▶ **本文抜粋**
無理を通せば・・・コロナが広がる2021年08月10日 15時09分37秒

★五輪開催と感染対策の二兎を追った菅内閣を憂う

 東京オリンピックがともかく終わった。もう連日、テレビはどこつけても試合中継、感動と興奮の(報道陣側の)大歓声、そんな喧さいお祭り騒ぎを聞かなくてすむのが何より有難い。
 中でもNHKには、視聴者、つまり受信料払う側の選択の余地を奪う権利があるのだろうか。特にEテレにおいては通常番組の放送を求める人たちがたくさんいるはずなのに。本来オリンピックは「特番」なのだから「別枠」としてNHKにはいくつもある空いてるチャンネルで流せば良いと思うのだが・・・。
 さておき、このコロナ禍の「緊急事態宣言」下、多くの国民、医療関係者の不安と危惧を無視して菅政権は無理やり強行した東京五輪、終わってみると国民感情としては存外「好評」のようである。

▶ **やるべきこと**
• A. 東京五輪とコロナ対策についての本文では、オリンピックをNHKでどう放送すればよいと述べているか答えよ。
• B. 東京五輪とコロナ対策についての本文を、最後の文のあとから書き継げ。

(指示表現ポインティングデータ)
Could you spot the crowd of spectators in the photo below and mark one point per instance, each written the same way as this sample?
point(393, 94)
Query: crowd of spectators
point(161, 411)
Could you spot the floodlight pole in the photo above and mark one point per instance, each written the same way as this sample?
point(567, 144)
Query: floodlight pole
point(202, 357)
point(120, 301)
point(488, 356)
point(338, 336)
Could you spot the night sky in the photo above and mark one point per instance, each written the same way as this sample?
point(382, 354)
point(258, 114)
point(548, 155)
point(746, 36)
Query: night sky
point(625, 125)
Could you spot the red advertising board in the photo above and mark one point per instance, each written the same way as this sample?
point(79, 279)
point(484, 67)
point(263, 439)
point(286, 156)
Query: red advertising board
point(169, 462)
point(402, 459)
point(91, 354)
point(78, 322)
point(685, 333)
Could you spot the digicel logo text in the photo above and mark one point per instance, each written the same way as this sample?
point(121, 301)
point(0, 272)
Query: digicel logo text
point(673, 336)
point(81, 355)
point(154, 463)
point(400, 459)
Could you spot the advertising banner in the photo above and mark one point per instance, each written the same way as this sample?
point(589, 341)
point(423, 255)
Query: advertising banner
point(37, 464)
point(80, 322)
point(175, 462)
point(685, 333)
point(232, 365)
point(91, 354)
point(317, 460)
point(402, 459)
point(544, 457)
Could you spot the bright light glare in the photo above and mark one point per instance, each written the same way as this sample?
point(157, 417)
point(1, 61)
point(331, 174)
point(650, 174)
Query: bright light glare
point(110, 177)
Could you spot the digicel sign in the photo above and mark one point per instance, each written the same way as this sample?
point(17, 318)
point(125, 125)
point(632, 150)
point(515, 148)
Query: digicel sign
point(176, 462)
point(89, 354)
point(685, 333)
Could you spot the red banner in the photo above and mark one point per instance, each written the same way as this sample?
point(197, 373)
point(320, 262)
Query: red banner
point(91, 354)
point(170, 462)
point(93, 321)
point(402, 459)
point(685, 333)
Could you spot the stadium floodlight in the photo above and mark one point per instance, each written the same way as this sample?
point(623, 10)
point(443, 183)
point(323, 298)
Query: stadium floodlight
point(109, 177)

▶ **想定される解答**
• A. 「特番」なので「別枠」として、NHKにいくつもある空いているチャンネルで流せばよいと述べている。

• B.
 自民党の御用新聞、讀賣によると、五輪開催は「よかった」という人は64%、菅内閣の支持率も過去最低とはいえ35%だそうで、バッハ会長のほくそ笑む顔が目に浮かぶ。※ちなみに他の報道機関の調査では政権支持率はもっと低く、軒並み20%台に落ちてしまっている。

 果たして、首相がひたすら念仏のように口にしてきた、「安全安心な大会」に本当になったのかは、各国選手が帰国して数週間過ぎないとはっきりしてこないだろうが、まずは会期中は大きなトラブルはなく終了したと言えるかと思う。※開会式も閉会式もサイテーであったけれども。
 だからと言って、開催して良かったなどと我は1%だって思わない。オリンピックは無事終わったとしても、バブルの外の世界、街中は感染爆発で連日過去最多の新規感染者数を日々更新し、まさに医療崩壊寸前の危機的状況となってしまった。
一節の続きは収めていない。